* **Study text**:
=== Begin Enclosure ===

MAY 25 Rest Day at a big field beside a river near Lawson, Colorado. But Beatrice and Benedict walk today anyway;
we hoof it to the next settlement up the road. Well, the walk is longer than we anticipate, and so we hitch a couple of rides.
But we don't want to walk all day anyway; we're in a hurry to get to Idaho Springs. We hear tell there's a hot spring in town!
Yes, it is a darling little old western town and it DOES have... We dump all our dirty clothes together into one big machine.
After wash/and/dry we find a resort called Indian Springs. We've been walking three whole months now - fifteen
or twenty miles most days. We're blistered and bone-weary. But here's the cure for what ails us. Here's a long tunnel dug
into a mountain - a cavern of boiling water and steam. Here are three pools of mineral water: hot, hotter, hottest. How long
can one sit in water 112 degrees? But we find our way to an enormous indoor garden of tall trees and luscious plants. In its
midst is a pool with water just right; it's comfortable enough to sit and soak and talk for hours. The time, the place, the
long and remarkable journey we're on seem to call for philosophy. And so I regale Beatrice with the best philosophy I know
- the truth and beauty of dialectical materialism. We get a ride back to camp from some friendly local guys,
and we babble 'bout the Peace March to them until they deliver us to our pastel forest of little dome tents - just when everyone
is lining up for supper! In the evening poetry circle I read four of the letters from the Cupertino high school students.

=== End Enclosure ===

* **Problems to work on**:
a. List the three words the May 25 account uses to rank the pools of mineral water by heat.
b. Using the May 25 account, say whether each statement agrees with it: (i) Beatrice and Benedict hitch rides because the walk is longer than they expected. (ii) The marchers have been walking for two months. (iii) In the evening poetry circle, five letters from the Cupertino students are read. Answer yes or no for each and quote the deciding words.
c. Carry on the May 25 account after its last sentence, the one about the evening poetry circle.

Stored data entries:
=== Begin Enclosure ===

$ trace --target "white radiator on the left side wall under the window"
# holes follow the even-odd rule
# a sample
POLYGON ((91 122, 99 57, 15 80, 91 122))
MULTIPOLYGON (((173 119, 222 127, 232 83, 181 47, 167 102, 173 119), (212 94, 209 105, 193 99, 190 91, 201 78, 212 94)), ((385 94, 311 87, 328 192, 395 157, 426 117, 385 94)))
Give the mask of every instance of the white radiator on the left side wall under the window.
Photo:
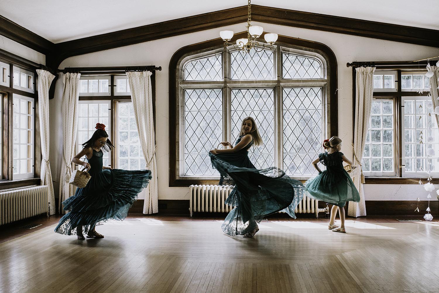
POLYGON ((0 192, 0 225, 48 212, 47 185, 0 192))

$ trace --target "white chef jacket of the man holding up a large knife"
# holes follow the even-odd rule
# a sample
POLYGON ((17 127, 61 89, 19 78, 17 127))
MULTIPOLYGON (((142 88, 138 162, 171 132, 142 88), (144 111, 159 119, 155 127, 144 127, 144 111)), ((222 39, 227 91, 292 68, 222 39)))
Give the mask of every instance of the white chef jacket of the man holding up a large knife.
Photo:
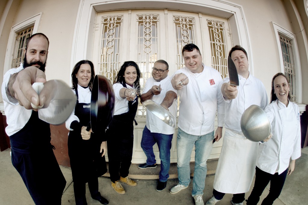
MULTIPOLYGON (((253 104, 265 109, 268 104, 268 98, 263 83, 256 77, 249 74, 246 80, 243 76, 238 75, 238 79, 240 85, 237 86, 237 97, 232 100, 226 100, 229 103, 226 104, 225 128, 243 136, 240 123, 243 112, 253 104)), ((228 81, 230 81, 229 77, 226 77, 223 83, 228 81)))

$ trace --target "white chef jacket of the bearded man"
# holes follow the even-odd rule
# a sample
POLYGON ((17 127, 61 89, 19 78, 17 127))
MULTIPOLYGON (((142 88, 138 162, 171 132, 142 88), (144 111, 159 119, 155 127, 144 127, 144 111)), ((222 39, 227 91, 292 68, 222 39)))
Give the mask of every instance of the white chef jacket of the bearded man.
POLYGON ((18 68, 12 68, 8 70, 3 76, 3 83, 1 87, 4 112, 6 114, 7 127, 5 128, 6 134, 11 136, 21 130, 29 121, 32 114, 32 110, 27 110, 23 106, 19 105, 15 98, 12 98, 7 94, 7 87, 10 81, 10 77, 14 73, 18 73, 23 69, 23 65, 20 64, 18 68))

=== End Enclosure ===
=== Begin Enclosure ===

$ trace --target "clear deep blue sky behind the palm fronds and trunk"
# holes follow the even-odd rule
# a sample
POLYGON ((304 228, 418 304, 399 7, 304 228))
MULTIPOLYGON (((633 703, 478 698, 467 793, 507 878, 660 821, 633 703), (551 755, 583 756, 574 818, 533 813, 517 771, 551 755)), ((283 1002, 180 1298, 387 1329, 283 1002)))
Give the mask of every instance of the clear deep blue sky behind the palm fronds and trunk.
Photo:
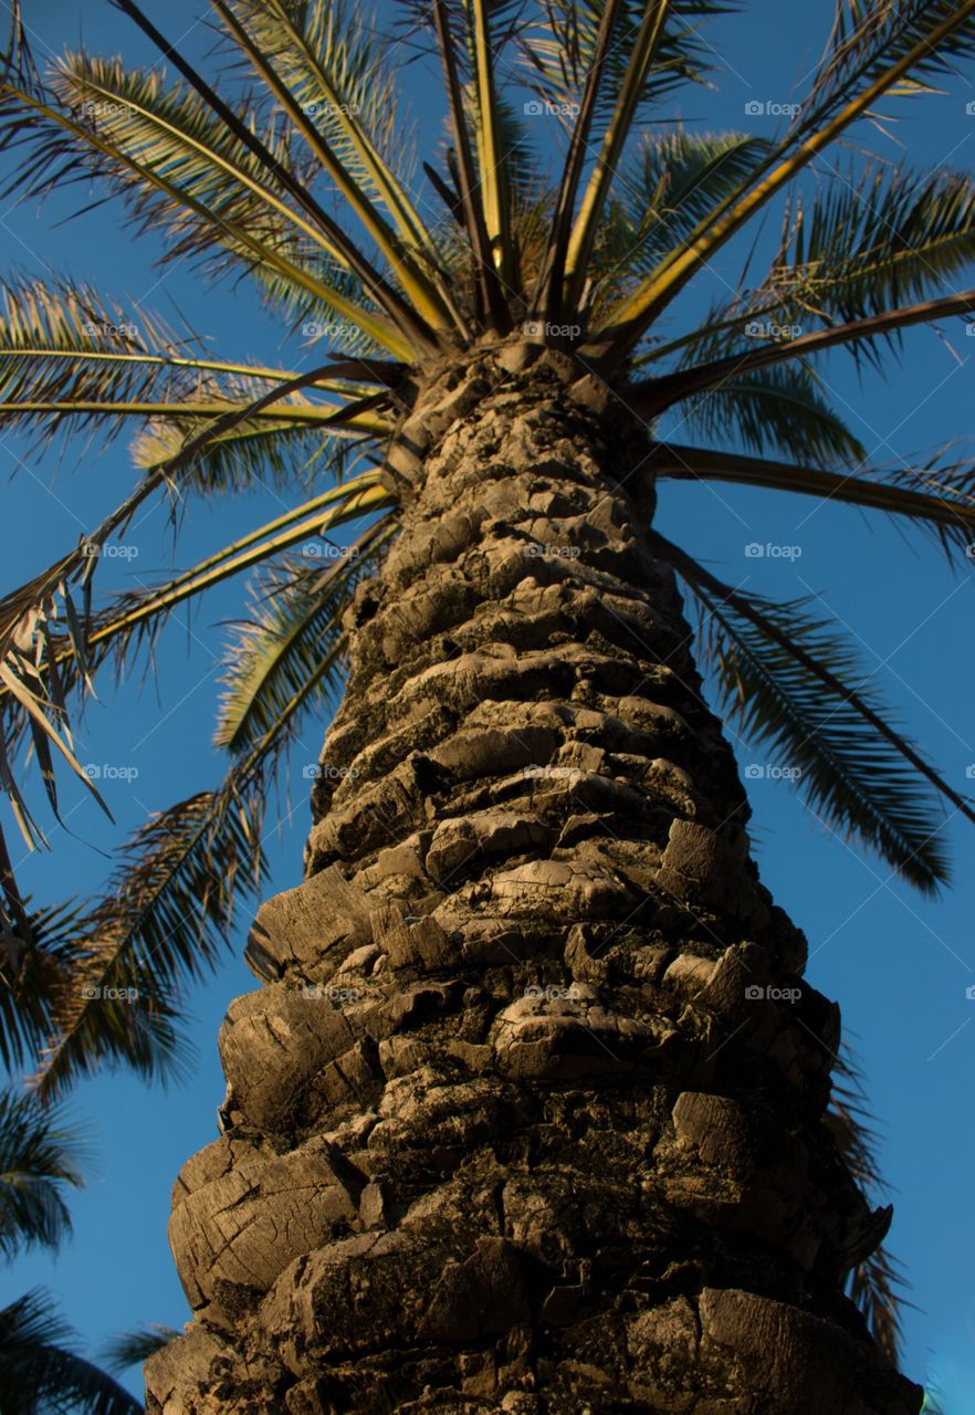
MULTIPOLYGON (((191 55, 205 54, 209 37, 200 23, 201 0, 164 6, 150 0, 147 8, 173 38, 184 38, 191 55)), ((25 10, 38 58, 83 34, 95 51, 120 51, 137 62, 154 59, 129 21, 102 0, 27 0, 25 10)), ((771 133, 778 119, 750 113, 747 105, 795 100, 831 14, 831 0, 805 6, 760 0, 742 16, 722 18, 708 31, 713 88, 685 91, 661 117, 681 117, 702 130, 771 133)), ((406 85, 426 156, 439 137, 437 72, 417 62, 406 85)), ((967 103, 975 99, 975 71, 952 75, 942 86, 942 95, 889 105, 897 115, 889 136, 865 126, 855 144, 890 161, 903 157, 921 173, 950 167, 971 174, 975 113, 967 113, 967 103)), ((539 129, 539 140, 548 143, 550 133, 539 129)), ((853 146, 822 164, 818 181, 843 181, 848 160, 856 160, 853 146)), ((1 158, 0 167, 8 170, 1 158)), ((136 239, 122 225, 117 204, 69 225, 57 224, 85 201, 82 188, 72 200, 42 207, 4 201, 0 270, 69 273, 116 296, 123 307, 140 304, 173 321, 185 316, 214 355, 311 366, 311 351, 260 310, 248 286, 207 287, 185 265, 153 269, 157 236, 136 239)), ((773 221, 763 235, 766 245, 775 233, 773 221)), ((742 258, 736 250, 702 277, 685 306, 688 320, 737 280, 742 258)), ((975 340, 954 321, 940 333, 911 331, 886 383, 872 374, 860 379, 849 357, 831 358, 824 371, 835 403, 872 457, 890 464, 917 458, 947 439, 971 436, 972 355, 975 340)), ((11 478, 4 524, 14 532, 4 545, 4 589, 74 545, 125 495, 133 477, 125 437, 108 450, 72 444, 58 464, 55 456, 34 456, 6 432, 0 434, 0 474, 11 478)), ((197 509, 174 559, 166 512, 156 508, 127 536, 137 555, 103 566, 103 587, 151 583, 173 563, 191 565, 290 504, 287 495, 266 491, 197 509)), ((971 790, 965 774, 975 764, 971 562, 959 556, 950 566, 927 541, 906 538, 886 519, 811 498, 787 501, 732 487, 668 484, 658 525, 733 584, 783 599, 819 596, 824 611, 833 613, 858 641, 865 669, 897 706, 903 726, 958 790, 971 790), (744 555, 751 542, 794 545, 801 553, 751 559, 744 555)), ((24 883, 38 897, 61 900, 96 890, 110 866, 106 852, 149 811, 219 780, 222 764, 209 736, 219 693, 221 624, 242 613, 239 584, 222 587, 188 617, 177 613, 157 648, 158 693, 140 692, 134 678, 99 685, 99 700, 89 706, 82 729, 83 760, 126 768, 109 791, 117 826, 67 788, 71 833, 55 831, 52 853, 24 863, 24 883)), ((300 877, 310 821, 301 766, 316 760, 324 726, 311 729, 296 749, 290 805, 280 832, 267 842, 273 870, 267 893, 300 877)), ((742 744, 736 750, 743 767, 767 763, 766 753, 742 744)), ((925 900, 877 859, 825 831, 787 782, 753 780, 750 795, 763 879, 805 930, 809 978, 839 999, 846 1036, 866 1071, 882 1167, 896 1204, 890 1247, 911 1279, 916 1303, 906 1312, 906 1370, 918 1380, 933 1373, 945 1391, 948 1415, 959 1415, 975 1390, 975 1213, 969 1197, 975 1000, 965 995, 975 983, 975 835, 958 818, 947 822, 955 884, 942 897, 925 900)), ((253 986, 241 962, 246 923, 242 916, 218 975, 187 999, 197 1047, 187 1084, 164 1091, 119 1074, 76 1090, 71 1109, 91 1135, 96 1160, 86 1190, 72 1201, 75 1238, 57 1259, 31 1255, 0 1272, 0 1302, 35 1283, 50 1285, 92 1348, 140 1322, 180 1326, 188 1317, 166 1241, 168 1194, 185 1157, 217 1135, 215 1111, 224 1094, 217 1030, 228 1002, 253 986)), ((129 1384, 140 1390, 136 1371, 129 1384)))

=== End Enclosure ===
=== Begin Enclosure ===

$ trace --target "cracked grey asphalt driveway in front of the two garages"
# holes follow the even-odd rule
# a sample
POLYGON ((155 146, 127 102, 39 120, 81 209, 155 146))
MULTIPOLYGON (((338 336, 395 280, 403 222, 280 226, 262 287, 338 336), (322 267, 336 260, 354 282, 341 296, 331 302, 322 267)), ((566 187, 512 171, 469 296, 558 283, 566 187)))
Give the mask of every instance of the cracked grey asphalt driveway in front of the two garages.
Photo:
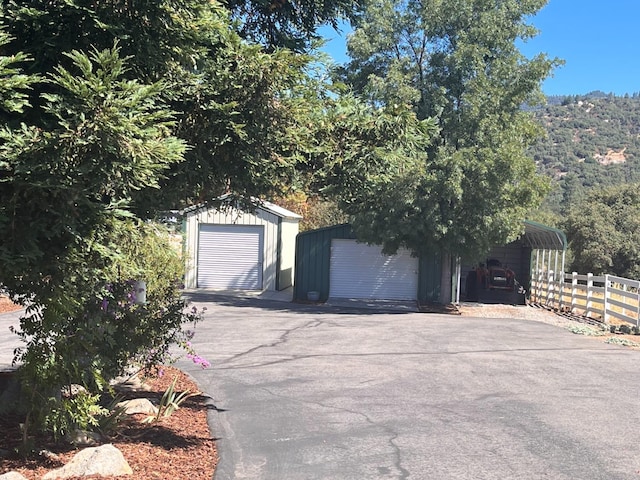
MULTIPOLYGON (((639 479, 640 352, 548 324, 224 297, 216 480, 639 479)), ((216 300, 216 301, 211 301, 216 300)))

=== End Enclosure ===

* **Results for the exercise**:
a. hot, hotter, hottest

b.
(i) Yes: "the walk is longer than we anticipate, and so we hitch a couple of rides."
(ii) No: "We've been walking three whole months now"
(iii) No: "I read four of the letters from the Cupertino high school students."

c.
Another dream of a day.
MAY 26 A twenty-mile walk from Lawson to the Chief Hosa Campground west of Denver. At the lodge across
from camp Guy Colwell manages to set up a slide show of his work. Beatrice and Benedict sit side by side in the dark and oh
how we get turned on by Guy's erotic art! Nice and cozy in our tent tonight.
MAY 27 Another rest day. But that only means no walking. There's always work needs doing. I clean a dozen
nasty porta-potties, then accompany Beatrice the mail lady into the big city of Denver. At the massive main post office we
pick up five very heavy sacks of mail. MAY 28 Yesterday two of us drove into Denver; today
all of us walk toward that towering city. But not all the way. After eleven miles we stop at a place called Red Rocks. A picturesque
spot, a park of sorts. But soon as we arrive it rains. It rains long and hard. Our dirt campground is all water and mud, but
still it rains. Pete Seeger is here to sing but it rains harder than ever. And yet what a time in that town hall tent - what
warmth! Pete Seeger is the greatest guy. And the most modest!